GOAL OF THE EXERCISE. Search the records for "evergreen". Copy every line where it appears.

EXERCISE MATERIALS.

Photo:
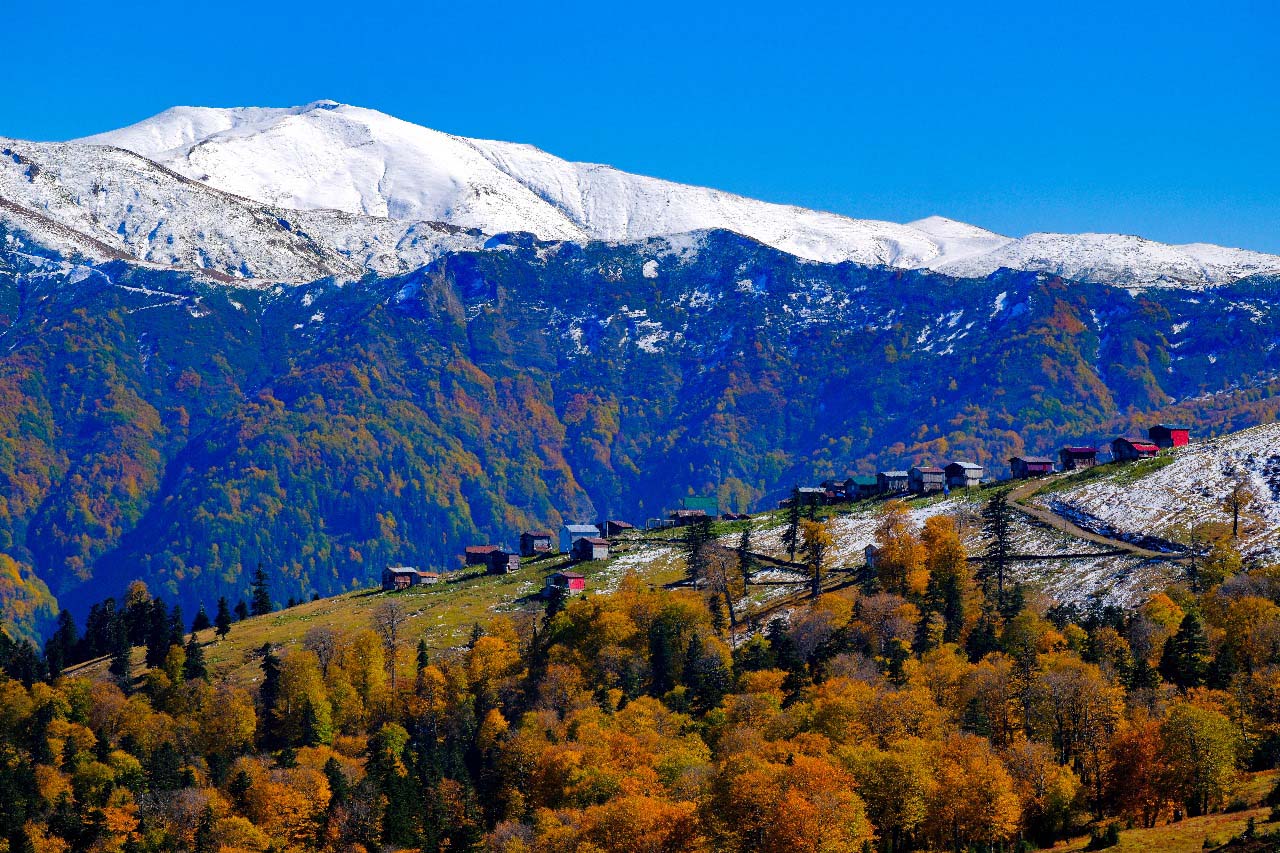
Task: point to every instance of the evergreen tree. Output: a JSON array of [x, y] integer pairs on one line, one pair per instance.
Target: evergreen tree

* * *

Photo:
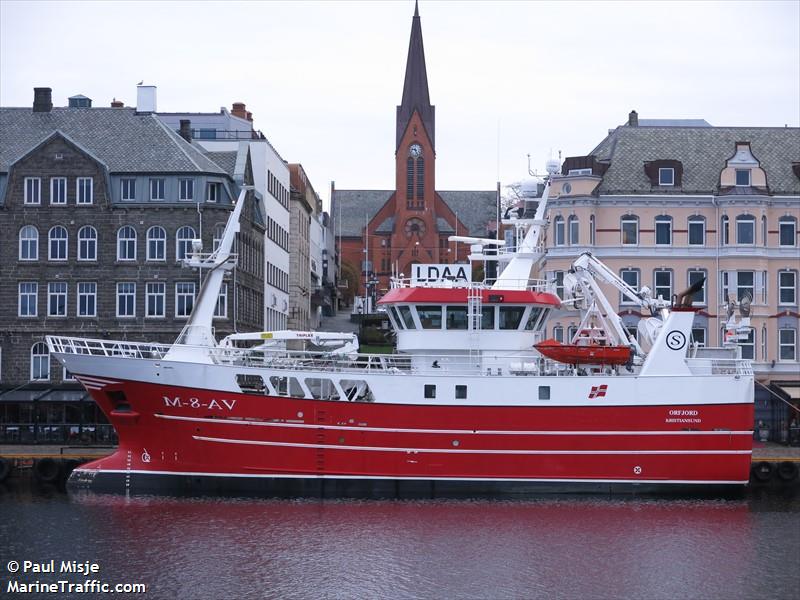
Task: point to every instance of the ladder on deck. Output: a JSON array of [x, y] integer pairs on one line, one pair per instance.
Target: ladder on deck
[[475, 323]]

--

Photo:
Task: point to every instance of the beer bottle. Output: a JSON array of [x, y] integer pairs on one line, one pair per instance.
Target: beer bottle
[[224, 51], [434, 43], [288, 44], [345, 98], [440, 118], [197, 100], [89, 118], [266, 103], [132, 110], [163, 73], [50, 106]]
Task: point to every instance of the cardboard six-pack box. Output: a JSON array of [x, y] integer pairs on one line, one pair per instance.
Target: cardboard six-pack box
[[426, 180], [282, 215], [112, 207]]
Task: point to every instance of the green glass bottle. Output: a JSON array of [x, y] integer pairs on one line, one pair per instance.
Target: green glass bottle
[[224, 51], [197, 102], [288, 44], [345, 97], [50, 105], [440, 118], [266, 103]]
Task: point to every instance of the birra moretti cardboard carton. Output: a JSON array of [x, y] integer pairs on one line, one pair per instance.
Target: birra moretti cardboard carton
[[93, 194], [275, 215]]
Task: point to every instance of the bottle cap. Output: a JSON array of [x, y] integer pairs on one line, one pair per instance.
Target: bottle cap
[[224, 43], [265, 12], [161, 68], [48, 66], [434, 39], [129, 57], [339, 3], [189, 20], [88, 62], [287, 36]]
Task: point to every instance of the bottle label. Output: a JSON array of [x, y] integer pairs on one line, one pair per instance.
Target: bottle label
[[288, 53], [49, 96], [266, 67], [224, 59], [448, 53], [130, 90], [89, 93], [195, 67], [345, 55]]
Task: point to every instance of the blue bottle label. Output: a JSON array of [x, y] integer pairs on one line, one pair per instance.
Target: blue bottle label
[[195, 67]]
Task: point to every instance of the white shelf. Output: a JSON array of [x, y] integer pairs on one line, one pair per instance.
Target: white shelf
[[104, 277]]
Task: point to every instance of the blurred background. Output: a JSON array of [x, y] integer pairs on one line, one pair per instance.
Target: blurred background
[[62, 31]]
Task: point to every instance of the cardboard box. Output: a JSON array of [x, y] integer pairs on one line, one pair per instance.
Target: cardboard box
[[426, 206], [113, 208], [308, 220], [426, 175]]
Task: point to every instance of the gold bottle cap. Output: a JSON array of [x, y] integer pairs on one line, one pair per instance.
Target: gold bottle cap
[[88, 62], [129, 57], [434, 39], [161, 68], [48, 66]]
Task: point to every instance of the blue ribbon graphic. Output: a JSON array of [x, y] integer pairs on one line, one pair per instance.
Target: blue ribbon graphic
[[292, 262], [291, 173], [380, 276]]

ANSWER SPACE.
Task: point to every instance of the evergreen tree. Output: a JSON array of [x, y] integer pairs on one line, one pair per instance.
Target: evergreen tree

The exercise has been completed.